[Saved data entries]
┄┄┄┄┄┄┄┄┄┄
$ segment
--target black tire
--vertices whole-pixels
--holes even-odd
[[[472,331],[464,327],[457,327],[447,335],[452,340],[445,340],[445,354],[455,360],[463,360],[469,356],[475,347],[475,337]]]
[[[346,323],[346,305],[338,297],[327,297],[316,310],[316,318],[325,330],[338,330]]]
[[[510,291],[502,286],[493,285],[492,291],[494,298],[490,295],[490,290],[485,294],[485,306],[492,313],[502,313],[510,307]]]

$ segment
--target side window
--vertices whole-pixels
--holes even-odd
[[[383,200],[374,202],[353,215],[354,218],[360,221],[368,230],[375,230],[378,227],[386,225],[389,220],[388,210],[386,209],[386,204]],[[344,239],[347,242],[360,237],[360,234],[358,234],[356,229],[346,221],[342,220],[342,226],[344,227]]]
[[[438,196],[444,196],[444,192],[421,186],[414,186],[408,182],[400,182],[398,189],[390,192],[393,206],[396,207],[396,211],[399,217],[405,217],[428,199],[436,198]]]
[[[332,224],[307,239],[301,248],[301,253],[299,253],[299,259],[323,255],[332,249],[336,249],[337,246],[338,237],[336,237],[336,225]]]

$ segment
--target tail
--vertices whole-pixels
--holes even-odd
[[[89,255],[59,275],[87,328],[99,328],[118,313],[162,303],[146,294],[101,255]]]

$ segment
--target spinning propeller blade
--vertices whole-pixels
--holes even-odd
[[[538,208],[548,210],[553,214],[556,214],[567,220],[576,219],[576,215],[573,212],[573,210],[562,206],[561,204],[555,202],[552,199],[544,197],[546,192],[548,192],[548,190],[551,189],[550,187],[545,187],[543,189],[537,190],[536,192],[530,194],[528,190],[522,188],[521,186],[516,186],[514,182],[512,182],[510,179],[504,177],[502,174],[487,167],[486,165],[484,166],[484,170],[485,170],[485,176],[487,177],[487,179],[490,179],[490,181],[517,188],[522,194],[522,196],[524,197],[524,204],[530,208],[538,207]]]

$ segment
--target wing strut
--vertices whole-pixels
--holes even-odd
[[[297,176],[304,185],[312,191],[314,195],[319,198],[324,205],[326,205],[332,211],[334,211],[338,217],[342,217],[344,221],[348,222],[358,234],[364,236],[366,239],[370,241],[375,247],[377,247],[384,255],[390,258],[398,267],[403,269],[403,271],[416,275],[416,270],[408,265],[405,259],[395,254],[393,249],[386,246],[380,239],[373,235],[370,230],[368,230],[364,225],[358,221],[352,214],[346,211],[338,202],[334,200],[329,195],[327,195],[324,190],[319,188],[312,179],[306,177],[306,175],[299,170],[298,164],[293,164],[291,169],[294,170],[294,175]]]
┄┄┄┄┄┄┄┄┄┄
▶ _Exercise requirements_
Repeat the whole listing exactly, keeping every line intact.

▶ _The reply_
$ segment
--target black tire
--vertices whole-pixels
--holes even-odd
[[[472,331],[464,327],[457,327],[447,335],[452,340],[445,340],[445,354],[455,360],[463,360],[469,356],[475,347],[475,337]]]
[[[346,323],[346,305],[338,297],[327,297],[316,310],[316,318],[325,330],[338,330]]]
[[[510,291],[502,286],[493,285],[492,291],[494,298],[490,295],[490,290],[485,294],[485,306],[492,313],[502,313],[510,307]]]

$ segment
--target side window
--vertices whole-pixels
--holes even-odd
[[[383,200],[374,202],[353,215],[354,218],[360,221],[368,230],[375,230],[378,227],[386,225],[389,220],[388,210],[386,209],[386,204]],[[344,239],[347,242],[360,237],[360,234],[358,234],[356,229],[346,221],[342,220],[342,226],[344,227]]]
[[[438,196],[444,196],[444,192],[421,186],[414,186],[408,182],[400,182],[398,189],[390,192],[393,206],[396,207],[396,211],[399,217],[405,217],[428,199],[436,198]]]
[[[332,224],[307,239],[301,248],[301,253],[299,253],[299,259],[323,255],[332,249],[336,249],[337,246],[338,237],[336,237],[336,225]]]

$ segment
--target tail
--vertices whole-pixels
--holes even-odd
[[[89,255],[59,275],[87,328],[99,328],[118,313],[162,303],[146,294],[101,255]]]

$ segment
--target spinning propeller blade
--vertices whole-pixels
--holes even-odd
[[[538,208],[548,210],[553,214],[556,214],[567,220],[576,219],[576,215],[573,212],[573,210],[562,206],[561,204],[555,202],[552,199],[544,197],[546,192],[548,192],[548,190],[551,189],[550,187],[545,187],[543,189],[537,190],[536,192],[530,194],[528,190],[522,188],[521,186],[516,186],[514,182],[512,182],[510,179],[504,177],[502,174],[487,167],[486,165],[484,166],[484,170],[485,170],[485,176],[487,177],[487,179],[490,179],[490,181],[517,188],[522,194],[522,196],[524,197],[524,204],[530,208],[538,207]]]

$ segment
--target wing strut
--vertices whole-pixels
--holes even-odd
[[[297,176],[304,185],[312,191],[314,195],[319,198],[324,205],[326,205],[332,211],[334,211],[338,217],[342,217],[344,221],[348,222],[358,234],[364,236],[366,239],[370,241],[375,247],[377,247],[384,255],[390,258],[398,267],[403,269],[403,271],[416,275],[416,270],[408,265],[405,259],[395,254],[393,249],[386,246],[380,239],[373,235],[370,230],[368,230],[364,225],[358,221],[352,214],[346,211],[338,202],[334,200],[329,195],[327,195],[324,190],[319,188],[312,179],[306,177],[306,175],[299,170],[298,164],[293,164],[291,169],[294,170],[294,175]]]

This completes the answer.